> _EXERCISE AIM_: Below are records; reply with nothing but the number of lines in them that contain "ceiling".

> _ENTRIES PROVIDED_:
══════════════════════════════

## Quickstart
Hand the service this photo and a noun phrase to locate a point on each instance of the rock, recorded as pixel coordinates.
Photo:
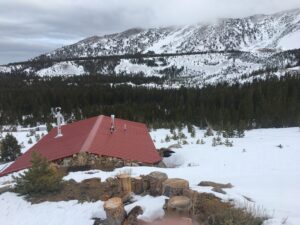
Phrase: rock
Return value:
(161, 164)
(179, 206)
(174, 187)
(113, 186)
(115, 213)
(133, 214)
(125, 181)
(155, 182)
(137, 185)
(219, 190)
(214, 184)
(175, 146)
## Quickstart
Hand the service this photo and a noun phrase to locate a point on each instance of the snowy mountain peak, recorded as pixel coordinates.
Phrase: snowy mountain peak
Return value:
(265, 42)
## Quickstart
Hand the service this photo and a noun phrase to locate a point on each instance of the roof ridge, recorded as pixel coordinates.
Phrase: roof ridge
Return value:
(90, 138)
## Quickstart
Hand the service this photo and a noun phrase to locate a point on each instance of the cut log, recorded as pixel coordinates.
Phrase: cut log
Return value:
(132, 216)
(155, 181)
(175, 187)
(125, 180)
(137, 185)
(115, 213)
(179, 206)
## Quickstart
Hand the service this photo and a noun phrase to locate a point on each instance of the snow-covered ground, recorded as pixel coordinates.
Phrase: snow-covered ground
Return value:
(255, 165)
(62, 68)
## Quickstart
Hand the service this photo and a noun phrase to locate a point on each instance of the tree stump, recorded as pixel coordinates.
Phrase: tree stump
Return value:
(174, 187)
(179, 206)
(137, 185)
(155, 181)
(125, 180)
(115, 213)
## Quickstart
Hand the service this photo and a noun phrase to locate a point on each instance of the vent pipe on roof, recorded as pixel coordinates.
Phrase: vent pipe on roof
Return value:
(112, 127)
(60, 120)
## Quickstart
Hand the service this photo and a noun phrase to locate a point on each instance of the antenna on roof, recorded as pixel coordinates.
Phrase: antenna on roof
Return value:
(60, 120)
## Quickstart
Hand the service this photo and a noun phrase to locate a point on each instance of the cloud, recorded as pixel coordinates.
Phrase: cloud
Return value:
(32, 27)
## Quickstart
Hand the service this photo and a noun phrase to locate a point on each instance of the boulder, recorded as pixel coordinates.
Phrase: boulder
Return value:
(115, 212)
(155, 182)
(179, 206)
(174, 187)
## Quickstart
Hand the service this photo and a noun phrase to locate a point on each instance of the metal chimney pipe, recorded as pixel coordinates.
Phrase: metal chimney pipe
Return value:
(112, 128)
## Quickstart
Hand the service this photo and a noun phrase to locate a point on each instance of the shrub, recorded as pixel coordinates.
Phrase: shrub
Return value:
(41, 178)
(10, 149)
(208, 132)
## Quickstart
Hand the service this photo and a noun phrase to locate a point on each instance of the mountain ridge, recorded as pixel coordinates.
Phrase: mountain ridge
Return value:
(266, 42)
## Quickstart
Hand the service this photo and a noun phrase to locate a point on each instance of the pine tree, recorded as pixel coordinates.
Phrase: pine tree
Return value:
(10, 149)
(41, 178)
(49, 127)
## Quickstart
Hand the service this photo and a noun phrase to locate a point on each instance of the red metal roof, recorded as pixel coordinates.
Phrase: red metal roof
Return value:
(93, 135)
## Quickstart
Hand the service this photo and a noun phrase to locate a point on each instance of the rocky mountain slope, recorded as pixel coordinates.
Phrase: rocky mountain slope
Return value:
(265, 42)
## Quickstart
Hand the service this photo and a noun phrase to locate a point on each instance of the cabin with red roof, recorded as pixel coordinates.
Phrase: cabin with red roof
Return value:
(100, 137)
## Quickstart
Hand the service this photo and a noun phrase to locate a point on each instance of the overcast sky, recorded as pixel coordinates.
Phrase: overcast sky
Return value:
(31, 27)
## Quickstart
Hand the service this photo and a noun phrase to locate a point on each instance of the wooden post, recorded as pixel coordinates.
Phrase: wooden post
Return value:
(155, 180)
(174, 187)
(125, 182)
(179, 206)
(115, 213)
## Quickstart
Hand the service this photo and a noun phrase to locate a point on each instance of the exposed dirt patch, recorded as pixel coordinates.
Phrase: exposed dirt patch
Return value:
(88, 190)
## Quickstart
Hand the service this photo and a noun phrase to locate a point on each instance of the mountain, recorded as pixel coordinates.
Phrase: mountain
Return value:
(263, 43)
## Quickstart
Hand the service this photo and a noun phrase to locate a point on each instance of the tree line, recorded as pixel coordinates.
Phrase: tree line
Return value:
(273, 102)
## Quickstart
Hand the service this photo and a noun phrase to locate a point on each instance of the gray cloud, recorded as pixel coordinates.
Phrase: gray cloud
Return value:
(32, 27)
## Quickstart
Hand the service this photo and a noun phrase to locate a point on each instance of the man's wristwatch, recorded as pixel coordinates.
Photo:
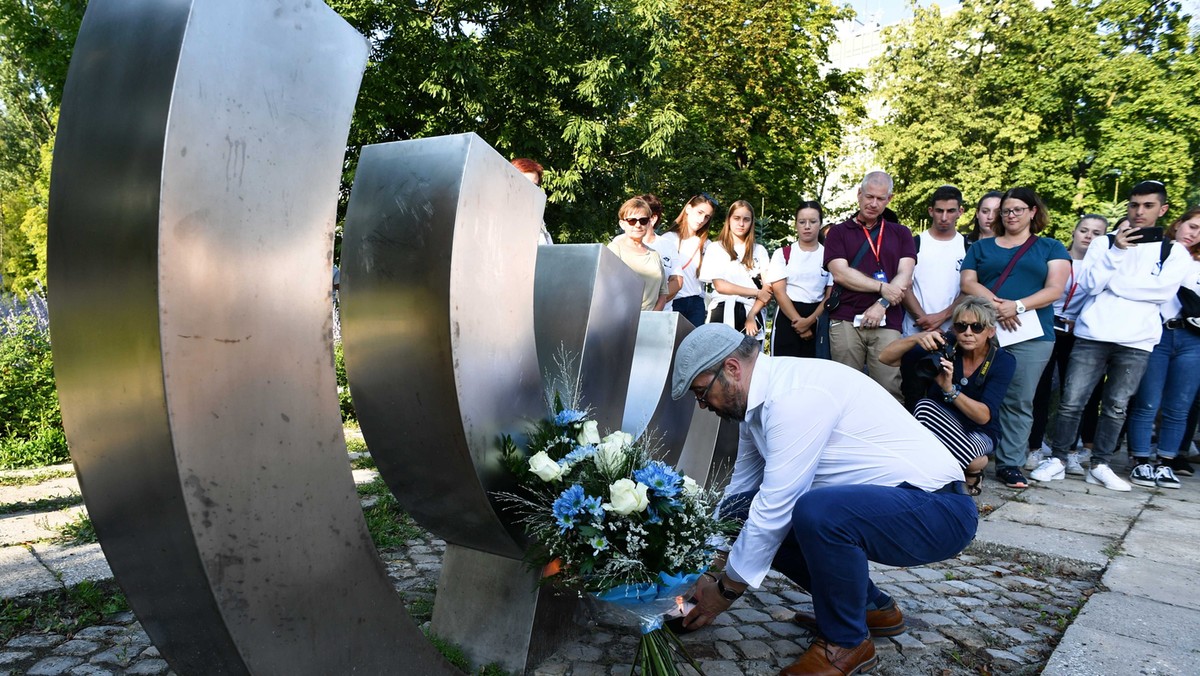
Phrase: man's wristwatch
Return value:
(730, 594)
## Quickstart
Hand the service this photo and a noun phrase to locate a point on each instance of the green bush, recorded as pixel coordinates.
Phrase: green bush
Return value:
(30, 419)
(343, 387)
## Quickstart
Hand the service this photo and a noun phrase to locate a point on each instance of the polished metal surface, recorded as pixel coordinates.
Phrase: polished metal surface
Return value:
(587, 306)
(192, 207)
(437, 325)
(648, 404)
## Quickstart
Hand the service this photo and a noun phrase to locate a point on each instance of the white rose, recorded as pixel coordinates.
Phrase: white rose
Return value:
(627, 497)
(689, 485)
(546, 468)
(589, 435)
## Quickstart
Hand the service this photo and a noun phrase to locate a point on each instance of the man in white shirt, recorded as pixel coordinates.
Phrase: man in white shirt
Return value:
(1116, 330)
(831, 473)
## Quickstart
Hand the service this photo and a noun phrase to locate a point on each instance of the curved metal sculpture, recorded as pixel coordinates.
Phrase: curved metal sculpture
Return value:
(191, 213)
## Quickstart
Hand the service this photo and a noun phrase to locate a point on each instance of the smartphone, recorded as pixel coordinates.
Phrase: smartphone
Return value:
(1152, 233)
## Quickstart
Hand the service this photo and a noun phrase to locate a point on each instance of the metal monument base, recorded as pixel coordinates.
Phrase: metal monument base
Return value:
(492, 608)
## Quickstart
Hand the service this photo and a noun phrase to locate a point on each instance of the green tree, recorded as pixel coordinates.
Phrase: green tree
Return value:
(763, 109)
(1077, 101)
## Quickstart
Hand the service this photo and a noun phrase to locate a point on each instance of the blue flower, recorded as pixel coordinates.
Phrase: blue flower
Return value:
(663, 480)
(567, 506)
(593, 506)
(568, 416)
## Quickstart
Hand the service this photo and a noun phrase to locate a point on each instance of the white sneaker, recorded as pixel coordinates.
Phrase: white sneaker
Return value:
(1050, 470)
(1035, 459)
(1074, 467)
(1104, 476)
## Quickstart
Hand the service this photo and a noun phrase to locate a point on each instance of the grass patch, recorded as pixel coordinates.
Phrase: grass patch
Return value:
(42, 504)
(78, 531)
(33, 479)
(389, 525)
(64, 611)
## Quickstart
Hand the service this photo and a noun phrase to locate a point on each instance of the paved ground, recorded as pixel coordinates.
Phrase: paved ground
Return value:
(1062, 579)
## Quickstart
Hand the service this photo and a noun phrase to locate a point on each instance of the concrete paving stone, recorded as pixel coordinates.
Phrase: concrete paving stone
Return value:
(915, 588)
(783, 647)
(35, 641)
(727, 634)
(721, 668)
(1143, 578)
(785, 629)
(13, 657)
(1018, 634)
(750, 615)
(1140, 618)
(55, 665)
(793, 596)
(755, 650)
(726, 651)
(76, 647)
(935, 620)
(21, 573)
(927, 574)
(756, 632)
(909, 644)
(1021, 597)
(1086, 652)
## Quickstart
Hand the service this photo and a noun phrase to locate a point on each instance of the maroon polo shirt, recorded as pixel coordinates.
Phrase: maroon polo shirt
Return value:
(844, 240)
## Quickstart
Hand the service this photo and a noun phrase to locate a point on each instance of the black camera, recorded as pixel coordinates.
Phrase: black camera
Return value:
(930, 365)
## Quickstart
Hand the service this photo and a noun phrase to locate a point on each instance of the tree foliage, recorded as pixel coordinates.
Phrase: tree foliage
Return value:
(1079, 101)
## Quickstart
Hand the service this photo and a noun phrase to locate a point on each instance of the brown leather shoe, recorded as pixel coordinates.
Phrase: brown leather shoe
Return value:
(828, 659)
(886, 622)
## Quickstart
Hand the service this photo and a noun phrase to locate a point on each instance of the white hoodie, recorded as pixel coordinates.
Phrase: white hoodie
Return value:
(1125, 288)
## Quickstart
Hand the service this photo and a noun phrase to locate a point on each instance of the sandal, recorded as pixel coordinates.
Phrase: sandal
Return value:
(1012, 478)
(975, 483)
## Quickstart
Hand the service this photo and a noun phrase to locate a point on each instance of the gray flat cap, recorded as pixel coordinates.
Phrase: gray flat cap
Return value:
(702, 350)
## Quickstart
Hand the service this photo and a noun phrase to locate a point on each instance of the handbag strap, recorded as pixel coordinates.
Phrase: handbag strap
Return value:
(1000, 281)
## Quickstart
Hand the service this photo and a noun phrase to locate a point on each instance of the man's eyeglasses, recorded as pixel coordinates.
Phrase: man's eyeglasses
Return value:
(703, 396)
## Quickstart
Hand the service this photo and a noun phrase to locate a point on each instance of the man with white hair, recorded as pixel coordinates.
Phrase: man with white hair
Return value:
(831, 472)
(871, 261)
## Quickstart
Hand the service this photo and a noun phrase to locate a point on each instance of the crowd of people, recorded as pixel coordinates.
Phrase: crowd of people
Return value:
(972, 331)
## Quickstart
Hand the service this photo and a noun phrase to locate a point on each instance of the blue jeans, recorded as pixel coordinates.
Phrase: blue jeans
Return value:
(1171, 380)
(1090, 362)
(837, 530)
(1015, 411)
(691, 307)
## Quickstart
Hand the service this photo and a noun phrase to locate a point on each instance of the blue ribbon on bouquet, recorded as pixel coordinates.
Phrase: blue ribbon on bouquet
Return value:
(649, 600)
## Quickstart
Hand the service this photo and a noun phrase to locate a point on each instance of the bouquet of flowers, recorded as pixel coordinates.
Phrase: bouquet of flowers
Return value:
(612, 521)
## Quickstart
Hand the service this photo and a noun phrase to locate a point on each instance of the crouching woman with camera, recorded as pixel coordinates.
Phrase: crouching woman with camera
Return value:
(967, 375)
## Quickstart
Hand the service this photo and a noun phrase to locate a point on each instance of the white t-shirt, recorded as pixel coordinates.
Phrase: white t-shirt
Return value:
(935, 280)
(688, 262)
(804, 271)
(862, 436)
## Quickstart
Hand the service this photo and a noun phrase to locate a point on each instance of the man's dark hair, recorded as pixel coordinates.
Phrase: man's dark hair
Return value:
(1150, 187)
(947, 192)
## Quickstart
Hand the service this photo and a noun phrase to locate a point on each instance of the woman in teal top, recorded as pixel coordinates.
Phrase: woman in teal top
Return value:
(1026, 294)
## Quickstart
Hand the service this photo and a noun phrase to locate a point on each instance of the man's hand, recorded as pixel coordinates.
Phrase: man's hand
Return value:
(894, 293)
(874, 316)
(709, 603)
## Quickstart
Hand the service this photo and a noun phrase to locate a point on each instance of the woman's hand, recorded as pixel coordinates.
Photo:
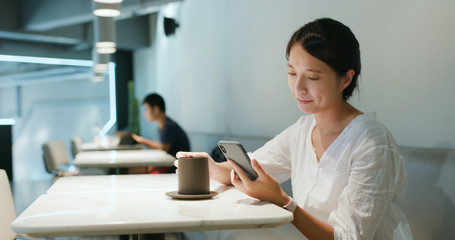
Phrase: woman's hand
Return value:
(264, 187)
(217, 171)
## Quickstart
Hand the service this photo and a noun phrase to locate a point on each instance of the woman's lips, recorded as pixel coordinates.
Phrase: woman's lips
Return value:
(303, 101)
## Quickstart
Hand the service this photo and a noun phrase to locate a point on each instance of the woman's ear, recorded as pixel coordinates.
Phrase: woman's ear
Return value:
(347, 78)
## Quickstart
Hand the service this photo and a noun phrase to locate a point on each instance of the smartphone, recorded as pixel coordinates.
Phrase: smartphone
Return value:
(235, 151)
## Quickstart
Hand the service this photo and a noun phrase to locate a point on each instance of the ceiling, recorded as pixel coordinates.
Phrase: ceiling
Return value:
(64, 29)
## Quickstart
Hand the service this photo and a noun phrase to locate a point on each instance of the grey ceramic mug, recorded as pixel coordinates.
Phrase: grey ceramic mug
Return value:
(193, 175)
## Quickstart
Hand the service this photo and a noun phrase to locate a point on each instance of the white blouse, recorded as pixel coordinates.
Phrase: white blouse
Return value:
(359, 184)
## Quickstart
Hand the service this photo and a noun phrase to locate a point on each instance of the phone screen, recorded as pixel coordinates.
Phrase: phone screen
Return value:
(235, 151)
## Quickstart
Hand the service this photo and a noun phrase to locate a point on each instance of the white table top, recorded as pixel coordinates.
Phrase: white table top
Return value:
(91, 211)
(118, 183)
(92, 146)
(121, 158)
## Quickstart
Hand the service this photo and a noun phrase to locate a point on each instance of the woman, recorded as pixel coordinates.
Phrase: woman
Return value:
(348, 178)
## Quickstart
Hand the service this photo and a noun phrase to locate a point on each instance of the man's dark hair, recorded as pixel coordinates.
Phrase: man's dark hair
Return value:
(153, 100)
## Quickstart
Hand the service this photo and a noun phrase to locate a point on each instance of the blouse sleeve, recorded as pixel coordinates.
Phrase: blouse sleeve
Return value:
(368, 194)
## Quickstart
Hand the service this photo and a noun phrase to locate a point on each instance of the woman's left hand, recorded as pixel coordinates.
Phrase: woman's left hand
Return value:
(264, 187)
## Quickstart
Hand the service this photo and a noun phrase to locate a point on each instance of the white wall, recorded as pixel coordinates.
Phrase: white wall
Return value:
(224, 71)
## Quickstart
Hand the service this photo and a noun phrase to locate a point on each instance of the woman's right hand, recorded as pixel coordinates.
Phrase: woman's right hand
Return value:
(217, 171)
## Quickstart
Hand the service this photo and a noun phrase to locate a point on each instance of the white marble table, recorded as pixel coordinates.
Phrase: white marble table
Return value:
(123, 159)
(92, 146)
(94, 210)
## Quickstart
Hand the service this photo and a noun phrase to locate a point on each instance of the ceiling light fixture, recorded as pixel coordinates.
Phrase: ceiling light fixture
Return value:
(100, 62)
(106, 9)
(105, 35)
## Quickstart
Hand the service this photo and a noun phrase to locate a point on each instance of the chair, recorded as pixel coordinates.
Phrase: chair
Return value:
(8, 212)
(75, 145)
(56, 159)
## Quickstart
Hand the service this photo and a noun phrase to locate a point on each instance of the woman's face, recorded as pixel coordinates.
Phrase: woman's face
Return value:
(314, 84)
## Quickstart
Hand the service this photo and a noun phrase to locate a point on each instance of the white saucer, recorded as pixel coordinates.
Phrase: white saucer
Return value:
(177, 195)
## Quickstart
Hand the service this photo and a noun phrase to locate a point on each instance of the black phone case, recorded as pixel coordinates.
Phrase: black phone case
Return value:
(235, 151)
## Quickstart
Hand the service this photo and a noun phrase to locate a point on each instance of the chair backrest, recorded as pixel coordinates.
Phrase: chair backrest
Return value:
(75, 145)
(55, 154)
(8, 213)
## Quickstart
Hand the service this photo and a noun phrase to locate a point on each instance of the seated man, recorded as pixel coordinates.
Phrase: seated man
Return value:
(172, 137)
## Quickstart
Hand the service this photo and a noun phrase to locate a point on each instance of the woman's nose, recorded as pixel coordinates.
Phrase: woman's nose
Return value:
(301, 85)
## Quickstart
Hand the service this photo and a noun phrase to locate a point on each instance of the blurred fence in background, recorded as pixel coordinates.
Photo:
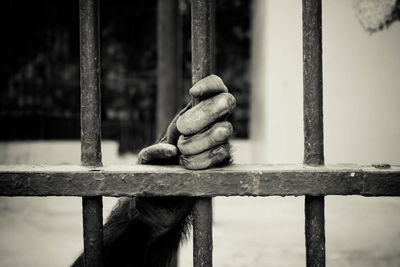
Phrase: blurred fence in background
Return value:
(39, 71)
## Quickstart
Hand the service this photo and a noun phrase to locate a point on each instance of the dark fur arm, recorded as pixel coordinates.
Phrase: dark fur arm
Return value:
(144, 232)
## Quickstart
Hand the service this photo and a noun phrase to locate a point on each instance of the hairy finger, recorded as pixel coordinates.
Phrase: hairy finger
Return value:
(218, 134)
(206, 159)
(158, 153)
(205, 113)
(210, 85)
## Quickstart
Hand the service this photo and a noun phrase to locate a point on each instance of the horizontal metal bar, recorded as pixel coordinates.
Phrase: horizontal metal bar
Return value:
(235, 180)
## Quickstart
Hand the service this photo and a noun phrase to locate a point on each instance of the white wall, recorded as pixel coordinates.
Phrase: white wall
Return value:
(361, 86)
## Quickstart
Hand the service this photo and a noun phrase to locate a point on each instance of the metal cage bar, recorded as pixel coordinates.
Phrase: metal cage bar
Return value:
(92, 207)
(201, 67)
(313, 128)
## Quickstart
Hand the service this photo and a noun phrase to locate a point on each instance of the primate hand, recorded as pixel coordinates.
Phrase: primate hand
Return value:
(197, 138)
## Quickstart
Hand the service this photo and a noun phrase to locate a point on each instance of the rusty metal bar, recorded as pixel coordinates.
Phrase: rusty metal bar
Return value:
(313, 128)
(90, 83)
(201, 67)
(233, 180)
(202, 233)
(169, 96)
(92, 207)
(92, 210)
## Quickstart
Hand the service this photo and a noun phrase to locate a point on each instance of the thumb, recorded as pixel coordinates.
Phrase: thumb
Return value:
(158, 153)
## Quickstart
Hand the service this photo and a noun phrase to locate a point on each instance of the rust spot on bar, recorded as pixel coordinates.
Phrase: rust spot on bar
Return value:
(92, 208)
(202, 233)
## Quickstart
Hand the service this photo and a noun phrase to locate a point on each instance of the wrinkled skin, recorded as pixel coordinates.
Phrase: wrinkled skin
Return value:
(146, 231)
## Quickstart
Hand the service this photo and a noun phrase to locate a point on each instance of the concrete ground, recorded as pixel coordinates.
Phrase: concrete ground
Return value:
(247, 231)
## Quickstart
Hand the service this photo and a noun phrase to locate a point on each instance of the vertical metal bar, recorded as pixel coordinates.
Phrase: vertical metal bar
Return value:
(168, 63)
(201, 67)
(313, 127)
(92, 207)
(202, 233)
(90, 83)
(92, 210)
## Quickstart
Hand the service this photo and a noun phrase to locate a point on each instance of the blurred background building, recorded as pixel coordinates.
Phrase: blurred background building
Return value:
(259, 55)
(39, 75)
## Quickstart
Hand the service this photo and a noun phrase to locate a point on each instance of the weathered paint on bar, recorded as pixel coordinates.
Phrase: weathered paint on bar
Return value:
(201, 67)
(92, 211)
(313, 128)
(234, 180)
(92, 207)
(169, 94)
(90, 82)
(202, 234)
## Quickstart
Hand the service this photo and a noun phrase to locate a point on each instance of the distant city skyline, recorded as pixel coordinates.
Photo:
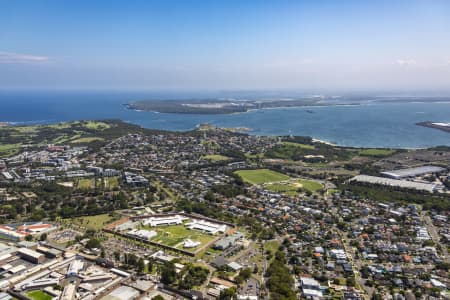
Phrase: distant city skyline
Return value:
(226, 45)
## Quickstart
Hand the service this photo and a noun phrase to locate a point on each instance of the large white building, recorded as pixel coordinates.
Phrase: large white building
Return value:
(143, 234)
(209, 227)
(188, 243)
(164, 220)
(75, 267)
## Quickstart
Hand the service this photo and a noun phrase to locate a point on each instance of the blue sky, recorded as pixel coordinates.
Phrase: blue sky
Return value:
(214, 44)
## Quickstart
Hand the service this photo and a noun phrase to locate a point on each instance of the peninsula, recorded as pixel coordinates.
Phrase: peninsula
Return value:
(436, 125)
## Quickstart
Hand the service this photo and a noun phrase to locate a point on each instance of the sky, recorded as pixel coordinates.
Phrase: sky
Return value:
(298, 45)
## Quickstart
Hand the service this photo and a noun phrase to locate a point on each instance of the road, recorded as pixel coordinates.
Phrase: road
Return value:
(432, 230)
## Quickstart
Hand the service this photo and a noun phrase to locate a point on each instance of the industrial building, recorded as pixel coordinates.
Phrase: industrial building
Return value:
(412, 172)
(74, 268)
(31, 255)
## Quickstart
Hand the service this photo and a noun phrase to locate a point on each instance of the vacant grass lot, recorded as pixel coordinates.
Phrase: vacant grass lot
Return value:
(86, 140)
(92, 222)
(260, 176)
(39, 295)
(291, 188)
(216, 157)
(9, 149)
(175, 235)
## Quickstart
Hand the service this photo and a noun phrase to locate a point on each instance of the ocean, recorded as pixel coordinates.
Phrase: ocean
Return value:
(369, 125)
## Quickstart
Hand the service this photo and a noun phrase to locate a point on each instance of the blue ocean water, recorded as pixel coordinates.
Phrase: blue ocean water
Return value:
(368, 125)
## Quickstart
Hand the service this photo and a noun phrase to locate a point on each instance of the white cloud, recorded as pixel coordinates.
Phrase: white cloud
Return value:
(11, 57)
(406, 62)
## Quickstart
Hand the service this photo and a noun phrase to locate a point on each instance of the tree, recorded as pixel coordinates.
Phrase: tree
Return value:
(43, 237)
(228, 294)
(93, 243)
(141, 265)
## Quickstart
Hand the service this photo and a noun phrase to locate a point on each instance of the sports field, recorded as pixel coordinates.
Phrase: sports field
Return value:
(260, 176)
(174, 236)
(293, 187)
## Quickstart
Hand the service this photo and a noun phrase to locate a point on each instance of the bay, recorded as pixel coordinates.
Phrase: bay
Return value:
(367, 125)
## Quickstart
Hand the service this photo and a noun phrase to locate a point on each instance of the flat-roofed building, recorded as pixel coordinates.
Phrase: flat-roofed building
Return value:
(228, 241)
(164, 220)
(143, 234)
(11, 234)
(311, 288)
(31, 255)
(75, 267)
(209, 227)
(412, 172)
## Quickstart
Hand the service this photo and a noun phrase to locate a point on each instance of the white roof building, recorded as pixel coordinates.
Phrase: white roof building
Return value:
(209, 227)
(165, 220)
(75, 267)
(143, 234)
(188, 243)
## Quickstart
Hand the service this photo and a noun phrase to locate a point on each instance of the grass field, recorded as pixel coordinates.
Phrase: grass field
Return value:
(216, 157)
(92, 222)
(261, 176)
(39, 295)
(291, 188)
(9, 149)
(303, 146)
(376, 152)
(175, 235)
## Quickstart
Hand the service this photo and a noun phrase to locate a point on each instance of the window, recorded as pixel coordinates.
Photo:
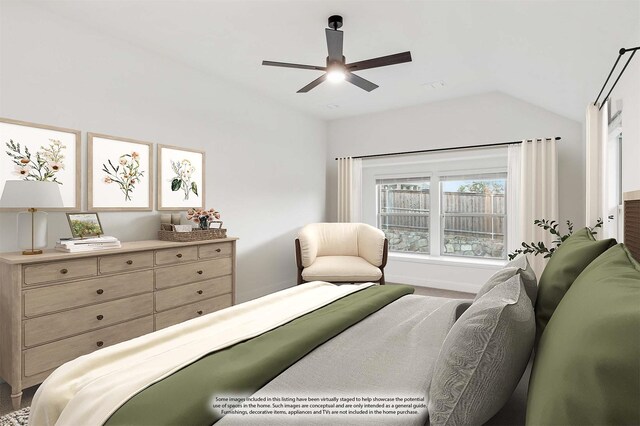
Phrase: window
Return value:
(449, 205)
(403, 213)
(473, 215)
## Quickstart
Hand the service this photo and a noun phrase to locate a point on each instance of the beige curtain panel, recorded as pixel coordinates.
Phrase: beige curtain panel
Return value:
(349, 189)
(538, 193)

══════════════════════════════

> _OUTPUT_: 4